And then there was the challenge of navigating a large group through a city with frequent stoplights — each one “a small exercise in automated dictatorship,” says the voice, who does not encourage jaywalking — and little open, unclaimed space.
“It’s hard to find secret passages or shortcuts in New York,” Mr. Karrenbauer said. “Either they are locked or they don’t exist.”
Millie Tsai and Jörg Karrenbauer in Green-Wood Cemetery. Credit Nicole Bengiveno/The New York Times
The voice sometimes asks the horde to consider the people around them, starting with one another — and not always nicely. (“Whose telephone number would you like to have? And who would you prefer never to see again?”)
At other times, the group courts attention with carefully parceled out flash-mob moments, like a mass shoe-tying on the subway, a running race through “a ritual space for fitness” and an impromptu dance party in a garden.
On a busy downtown Manhattan street during the run-through, the voice pondered the nature of democracy and told the group to dig into their bags for something they would “fight for” and raise it overhead as if marching in a demonstration.
One guide-in-training, Erika Iverson, held up a translucent orthodontic retainer. “I don’t think I would fight for it, but I would be sad if I lost it,” she said.
The Rimini team worried that that moment in the script might cause trouble with the authorities when the piece was presented in St. Petersburg last year. “It turned out to be no problem,” Mr. Kaegi said. (The piece will travel to Moscow in May.)
But in Bangalore, where the piece was staged in early 2014, not long after the trial of suspects in a brutal gang rape on a bus in Delhi that caused an international outcry, the project took on an unexpectedly strong political charge.

**REQUIRED ACTIONS:**
• A. In the walking-tour article, what object did Erika Iverson hold up?
• B. Set down part of the walking-tour article word for word, starting at "At other times, the" and ending at "Moscow in May.)".
• C. Resume the walking-tour article after its last sentence.
The records placed after this are separate from the walking-tour article.

**ENTRIES SHOWN:**
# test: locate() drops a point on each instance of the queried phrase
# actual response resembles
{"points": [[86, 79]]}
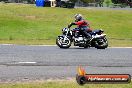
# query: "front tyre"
{"points": [[101, 43], [63, 42]]}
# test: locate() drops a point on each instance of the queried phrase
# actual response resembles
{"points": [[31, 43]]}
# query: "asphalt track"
{"points": [[21, 62]]}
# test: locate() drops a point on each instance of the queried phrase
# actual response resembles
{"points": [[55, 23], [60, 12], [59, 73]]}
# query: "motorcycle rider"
{"points": [[83, 26]]}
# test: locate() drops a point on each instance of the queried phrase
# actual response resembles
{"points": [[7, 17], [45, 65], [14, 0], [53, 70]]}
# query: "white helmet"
{"points": [[78, 17]]}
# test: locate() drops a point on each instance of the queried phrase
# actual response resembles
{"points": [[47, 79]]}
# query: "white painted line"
{"points": [[27, 62], [41, 45], [55, 45], [119, 47]]}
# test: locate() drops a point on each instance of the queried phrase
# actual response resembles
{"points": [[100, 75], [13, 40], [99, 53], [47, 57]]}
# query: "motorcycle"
{"points": [[97, 40]]}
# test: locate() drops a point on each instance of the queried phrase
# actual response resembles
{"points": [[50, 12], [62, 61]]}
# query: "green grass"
{"points": [[62, 84], [27, 24]]}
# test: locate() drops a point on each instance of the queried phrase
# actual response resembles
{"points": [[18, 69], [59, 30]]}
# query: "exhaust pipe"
{"points": [[99, 36]]}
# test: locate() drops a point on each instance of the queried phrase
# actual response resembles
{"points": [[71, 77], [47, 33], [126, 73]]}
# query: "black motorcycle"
{"points": [[68, 36]]}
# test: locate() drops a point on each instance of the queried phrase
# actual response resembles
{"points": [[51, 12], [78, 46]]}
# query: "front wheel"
{"points": [[101, 43], [63, 42]]}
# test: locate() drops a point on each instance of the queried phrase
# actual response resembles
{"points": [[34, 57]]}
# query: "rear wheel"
{"points": [[63, 42], [101, 43]]}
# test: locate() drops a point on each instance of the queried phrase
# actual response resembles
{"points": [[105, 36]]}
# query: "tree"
{"points": [[73, 1], [87, 1], [128, 2]]}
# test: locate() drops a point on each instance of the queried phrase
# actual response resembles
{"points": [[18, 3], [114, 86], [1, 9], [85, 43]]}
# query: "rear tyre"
{"points": [[101, 43], [63, 43]]}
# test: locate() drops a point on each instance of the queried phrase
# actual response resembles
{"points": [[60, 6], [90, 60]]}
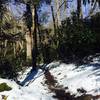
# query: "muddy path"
{"points": [[60, 92]]}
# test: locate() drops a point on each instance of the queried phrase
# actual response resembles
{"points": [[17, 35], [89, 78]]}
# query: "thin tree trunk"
{"points": [[58, 12], [79, 9], [54, 24], [34, 51], [29, 45]]}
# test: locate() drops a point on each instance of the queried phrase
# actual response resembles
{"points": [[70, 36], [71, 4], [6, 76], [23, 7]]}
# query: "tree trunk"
{"points": [[58, 12], [34, 51], [28, 45], [79, 9]]}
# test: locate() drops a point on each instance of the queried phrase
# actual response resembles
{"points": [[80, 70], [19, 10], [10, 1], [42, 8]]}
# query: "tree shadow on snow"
{"points": [[30, 76]]}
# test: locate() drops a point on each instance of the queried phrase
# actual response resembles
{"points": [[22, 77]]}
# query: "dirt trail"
{"points": [[60, 92]]}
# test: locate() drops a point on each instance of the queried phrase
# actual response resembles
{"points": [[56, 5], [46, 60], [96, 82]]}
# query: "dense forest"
{"points": [[34, 33]]}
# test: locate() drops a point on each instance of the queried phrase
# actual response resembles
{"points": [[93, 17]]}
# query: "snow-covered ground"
{"points": [[85, 77]]}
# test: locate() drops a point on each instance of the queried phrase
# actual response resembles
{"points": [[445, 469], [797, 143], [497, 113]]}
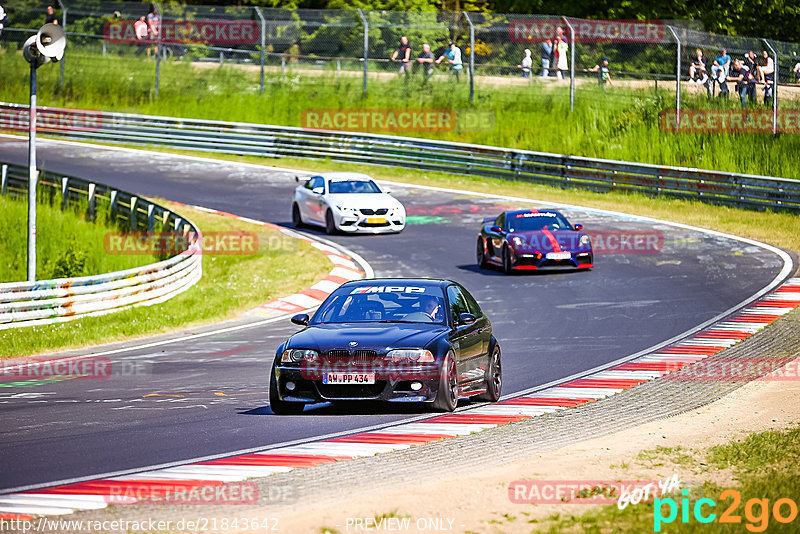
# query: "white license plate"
{"points": [[348, 378], [558, 255]]}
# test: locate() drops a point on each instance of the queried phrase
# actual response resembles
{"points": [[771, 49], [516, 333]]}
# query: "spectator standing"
{"points": [[603, 72], [562, 48], [765, 67], [50, 18], [453, 56], [698, 72], [425, 60], [140, 31], [153, 27], [403, 55], [547, 57], [527, 64], [739, 74]]}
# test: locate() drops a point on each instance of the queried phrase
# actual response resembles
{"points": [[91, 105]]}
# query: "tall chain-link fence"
{"points": [[568, 56]]}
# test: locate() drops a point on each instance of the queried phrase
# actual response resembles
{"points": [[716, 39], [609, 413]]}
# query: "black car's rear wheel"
{"points": [[297, 219], [278, 406], [330, 224], [507, 260], [494, 378], [480, 255], [447, 395]]}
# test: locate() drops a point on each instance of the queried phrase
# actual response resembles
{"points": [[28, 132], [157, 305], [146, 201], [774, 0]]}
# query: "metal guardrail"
{"points": [[743, 190], [67, 299]]}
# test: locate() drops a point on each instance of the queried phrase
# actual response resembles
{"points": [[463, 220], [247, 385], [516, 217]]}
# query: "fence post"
{"points": [[263, 45], [775, 76], [158, 45], [471, 57], [63, 27], [677, 76], [572, 45], [366, 45]]}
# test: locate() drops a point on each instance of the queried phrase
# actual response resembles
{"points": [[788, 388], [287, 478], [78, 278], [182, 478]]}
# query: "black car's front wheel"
{"points": [[279, 406], [507, 260], [494, 378], [480, 255], [447, 394]]}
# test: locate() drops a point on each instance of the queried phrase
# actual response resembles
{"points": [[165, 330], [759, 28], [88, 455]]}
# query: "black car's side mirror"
{"points": [[301, 319], [466, 318]]}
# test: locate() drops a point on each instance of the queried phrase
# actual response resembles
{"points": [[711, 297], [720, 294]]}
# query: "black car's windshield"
{"points": [[383, 303], [353, 186], [533, 220]]}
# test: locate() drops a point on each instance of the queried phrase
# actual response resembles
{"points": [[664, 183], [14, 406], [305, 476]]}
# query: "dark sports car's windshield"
{"points": [[532, 221], [383, 303], [353, 186]]}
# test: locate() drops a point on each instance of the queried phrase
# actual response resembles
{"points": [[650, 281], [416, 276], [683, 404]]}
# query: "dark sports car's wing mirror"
{"points": [[301, 319], [466, 318]]}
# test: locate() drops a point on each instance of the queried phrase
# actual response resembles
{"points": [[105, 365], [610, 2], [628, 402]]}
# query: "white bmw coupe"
{"points": [[347, 202]]}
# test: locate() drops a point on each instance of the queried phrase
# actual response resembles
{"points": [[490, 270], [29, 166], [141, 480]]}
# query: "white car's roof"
{"points": [[355, 176]]}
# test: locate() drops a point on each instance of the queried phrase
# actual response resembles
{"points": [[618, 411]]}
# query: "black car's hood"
{"points": [[370, 336]]}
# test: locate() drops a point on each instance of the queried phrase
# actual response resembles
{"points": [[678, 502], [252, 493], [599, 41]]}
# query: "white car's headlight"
{"points": [[297, 355], [414, 355]]}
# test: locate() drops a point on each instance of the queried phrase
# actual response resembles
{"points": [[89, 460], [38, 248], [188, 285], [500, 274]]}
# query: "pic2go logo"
{"points": [[756, 511]]}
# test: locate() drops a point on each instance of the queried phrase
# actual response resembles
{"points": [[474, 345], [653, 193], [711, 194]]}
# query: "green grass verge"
{"points": [[766, 469], [230, 285], [618, 123], [67, 245]]}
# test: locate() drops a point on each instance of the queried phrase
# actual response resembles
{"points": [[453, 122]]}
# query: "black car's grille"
{"points": [[353, 391]]}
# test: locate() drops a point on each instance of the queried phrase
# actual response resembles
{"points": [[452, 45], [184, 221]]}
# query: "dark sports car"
{"points": [[396, 340], [533, 239]]}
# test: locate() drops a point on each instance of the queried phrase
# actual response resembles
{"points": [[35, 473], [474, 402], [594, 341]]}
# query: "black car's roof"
{"points": [[427, 282]]}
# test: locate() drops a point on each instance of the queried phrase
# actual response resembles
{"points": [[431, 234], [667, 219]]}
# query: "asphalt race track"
{"points": [[207, 396]]}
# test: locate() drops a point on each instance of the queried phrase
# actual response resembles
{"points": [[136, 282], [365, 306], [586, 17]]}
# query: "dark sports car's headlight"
{"points": [[413, 355], [297, 355]]}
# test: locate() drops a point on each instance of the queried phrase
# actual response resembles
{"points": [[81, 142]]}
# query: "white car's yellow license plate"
{"points": [[348, 378], [558, 255]]}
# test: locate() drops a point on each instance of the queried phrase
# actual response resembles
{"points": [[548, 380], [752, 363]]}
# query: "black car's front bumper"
{"points": [[294, 385]]}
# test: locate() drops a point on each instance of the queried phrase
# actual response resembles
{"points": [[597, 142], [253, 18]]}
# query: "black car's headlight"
{"points": [[297, 355], [412, 355]]}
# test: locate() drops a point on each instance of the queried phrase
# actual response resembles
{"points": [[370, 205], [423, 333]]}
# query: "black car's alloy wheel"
{"points": [[480, 256], [494, 378], [447, 395]]}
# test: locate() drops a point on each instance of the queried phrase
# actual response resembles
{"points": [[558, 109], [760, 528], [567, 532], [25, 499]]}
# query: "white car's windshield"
{"points": [[383, 303], [353, 186]]}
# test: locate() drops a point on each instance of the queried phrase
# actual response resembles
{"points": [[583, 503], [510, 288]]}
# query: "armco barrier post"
{"points": [[572, 46], [366, 45], [775, 76], [471, 58], [263, 45], [64, 27], [677, 75]]}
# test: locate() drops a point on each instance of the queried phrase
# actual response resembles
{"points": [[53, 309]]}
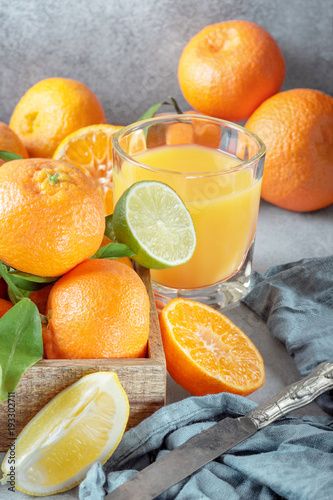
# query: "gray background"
{"points": [[127, 51]]}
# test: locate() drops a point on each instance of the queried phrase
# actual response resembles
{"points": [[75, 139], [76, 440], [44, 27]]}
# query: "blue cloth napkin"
{"points": [[296, 302], [293, 457]]}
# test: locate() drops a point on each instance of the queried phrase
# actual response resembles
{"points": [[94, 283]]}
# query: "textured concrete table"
{"points": [[282, 237]]}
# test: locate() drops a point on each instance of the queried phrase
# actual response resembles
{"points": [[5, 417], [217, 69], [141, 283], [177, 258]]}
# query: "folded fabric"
{"points": [[293, 457], [296, 302]]}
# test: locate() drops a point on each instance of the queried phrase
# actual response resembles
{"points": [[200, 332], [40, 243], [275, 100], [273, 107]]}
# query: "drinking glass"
{"points": [[216, 168]]}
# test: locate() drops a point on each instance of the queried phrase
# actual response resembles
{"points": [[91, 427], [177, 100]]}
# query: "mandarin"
{"points": [[297, 129], [90, 149], [52, 109], [100, 309], [206, 353], [228, 69], [123, 260], [51, 216], [9, 141]]}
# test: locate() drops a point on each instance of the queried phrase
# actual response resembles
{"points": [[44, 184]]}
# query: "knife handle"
{"points": [[294, 396]]}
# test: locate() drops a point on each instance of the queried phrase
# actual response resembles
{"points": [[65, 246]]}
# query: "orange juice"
{"points": [[223, 202]]}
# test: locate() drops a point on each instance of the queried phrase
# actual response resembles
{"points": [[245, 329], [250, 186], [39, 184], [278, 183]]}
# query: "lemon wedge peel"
{"points": [[83, 424]]}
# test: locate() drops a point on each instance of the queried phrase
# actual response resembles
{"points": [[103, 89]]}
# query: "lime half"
{"points": [[152, 220]]}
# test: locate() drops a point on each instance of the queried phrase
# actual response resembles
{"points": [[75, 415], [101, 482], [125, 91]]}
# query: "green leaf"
{"points": [[113, 251], [109, 232], [7, 156], [15, 298], [151, 111], [30, 282], [21, 344], [175, 104], [16, 293]]}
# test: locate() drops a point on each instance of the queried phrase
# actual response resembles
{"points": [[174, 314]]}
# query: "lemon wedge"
{"points": [[81, 425]]}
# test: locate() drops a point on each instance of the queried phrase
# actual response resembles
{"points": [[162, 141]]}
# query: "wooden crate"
{"points": [[144, 380]]}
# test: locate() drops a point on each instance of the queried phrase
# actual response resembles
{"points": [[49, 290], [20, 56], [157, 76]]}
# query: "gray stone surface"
{"points": [[127, 51]]}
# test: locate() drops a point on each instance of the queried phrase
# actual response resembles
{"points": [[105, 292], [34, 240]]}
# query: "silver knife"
{"points": [[211, 443]]}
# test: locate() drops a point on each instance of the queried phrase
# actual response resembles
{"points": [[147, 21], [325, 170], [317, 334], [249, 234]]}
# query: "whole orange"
{"points": [[100, 309], [228, 69], [10, 142], [51, 216], [297, 129], [52, 109]]}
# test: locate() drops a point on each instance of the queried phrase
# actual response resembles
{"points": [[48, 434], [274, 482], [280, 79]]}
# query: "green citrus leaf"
{"points": [[16, 298], [30, 282], [21, 344], [7, 156], [151, 111], [109, 228], [113, 251]]}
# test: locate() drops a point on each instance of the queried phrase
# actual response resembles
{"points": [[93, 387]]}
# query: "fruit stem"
{"points": [[53, 179]]}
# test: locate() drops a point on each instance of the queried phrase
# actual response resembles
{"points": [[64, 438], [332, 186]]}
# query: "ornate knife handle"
{"points": [[294, 396]]}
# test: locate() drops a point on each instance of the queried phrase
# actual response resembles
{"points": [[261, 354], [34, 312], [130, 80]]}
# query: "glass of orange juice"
{"points": [[216, 168]]}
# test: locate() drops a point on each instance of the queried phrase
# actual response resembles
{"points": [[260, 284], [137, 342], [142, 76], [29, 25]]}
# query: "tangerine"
{"points": [[9, 141], [99, 309], [206, 353], [51, 216], [52, 109], [228, 69], [297, 129]]}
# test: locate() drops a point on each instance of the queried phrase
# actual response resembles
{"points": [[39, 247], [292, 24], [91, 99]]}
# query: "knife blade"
{"points": [[221, 437]]}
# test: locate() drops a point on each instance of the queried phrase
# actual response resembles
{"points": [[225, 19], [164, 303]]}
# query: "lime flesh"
{"points": [[153, 221]]}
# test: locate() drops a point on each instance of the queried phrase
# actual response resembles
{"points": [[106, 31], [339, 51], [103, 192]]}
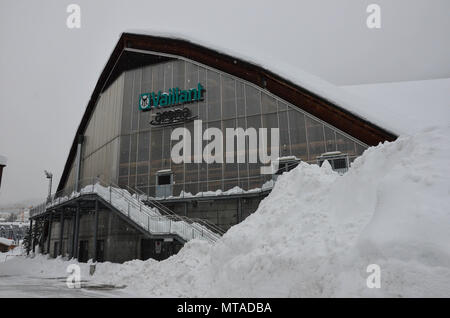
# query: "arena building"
{"points": [[123, 196]]}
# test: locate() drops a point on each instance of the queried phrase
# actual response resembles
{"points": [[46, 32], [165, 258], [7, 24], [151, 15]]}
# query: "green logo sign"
{"points": [[174, 97]]}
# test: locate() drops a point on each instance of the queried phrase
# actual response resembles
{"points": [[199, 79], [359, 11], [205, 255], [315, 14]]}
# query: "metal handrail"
{"points": [[148, 218]]}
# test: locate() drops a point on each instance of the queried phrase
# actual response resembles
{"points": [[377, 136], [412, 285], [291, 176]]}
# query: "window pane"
{"points": [[228, 97], [253, 100]]}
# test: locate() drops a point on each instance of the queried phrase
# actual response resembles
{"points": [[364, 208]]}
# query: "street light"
{"points": [[49, 176]]}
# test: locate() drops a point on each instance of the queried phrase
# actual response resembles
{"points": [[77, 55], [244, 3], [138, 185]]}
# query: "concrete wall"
{"points": [[122, 242]]}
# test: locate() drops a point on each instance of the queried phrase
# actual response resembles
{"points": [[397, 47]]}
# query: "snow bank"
{"points": [[317, 232], [6, 241]]}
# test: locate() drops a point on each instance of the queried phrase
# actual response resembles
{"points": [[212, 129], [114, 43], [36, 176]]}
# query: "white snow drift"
{"points": [[316, 233]]}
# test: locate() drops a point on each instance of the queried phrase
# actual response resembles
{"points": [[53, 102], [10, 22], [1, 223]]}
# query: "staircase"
{"points": [[155, 219]]}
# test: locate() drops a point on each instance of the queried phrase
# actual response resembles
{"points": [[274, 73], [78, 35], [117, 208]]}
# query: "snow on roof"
{"points": [[371, 109], [412, 105], [6, 241]]}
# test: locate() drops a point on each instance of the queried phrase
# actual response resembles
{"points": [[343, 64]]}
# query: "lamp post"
{"points": [[49, 176]]}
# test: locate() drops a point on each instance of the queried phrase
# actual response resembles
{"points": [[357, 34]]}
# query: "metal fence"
{"points": [[149, 218]]}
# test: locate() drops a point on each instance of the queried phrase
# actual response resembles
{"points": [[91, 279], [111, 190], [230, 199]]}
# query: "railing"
{"points": [[167, 212], [148, 218], [235, 186]]}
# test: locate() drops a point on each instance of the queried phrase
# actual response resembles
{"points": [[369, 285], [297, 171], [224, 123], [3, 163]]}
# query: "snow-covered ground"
{"points": [[314, 235]]}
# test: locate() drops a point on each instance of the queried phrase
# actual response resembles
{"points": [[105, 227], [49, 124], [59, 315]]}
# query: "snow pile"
{"points": [[5, 241], [317, 232], [233, 191]]}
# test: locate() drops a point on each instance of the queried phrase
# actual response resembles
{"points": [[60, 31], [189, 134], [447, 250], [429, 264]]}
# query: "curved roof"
{"points": [[307, 92]]}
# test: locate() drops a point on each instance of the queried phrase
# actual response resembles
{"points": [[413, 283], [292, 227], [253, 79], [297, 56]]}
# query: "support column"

**THE RESULTS:**
• A. A translucent orthodontic retainer.

• B.
At other times, the group courts attention with carefully parceled out flash-mob moments, like a mass shoe-tying on the subway, a running race through “a ritual space for fitness” and an impromptu dance party in a garden.
On a busy downtown Manhattan street during the run-through, the voice pondered the nature of democracy and told the group to dig into their bags for something they would “fight for” and raise it overhead as if marching in a demonstration.
One guide-in-training, Erika Iverson, held up a translucent orthodontic retainer. “I don’t think I would fight for it, but I would be sad if I lost it,” she said.
The Rimini team worried that that moment in the script might cause trouble with the authorities when the piece was presented in St. Petersburg last year. “It turned out to be no problem,” Mr. Kaegi said. (The piece will travel to Moscow in May.)

• C.
“The young people who came really understood it as an investigation of the rules of behavior in public space, the way patriarchy is inscribed in public space,” Mr. Kaegi said. “There was a feeling that this was something that needed to be renegotiated.”
Potential political resonances aside, “Remote New York” is animated by an often goofy spirit of play and surprise, culminating in a dramatic ending that asks participants to consider how much of their intimate selves they are ready to surrender to digital rapture.
After the run-through, the Rimini team buzzed in German about kinks that needed to be worked out, while the guides-in-training checked their phones, submitting themselves to a more familiar kind of remote control.
Kelly Jean Fitzsimmons, a theater artist who collaborates with Ms. Iverson on a storytelling series, said she could handle any technical glitches. “I used to work at Disney World,” she said. “Sometimes rides would get stuck, and we’d have to entertain the crowd without breaking character.”
As Mr. Kaegi headed downtown for last-minute negotiations over an unexpectedly locked gate, the horde headed out to record some additional audio of a street basketball game, to be patched into the soundtrack.
They paused at the corner, as if wary of crossing the street on their own. “Take the headphones off,” Ms. Fitzsimmons said with a laugh, “and we’re lost.”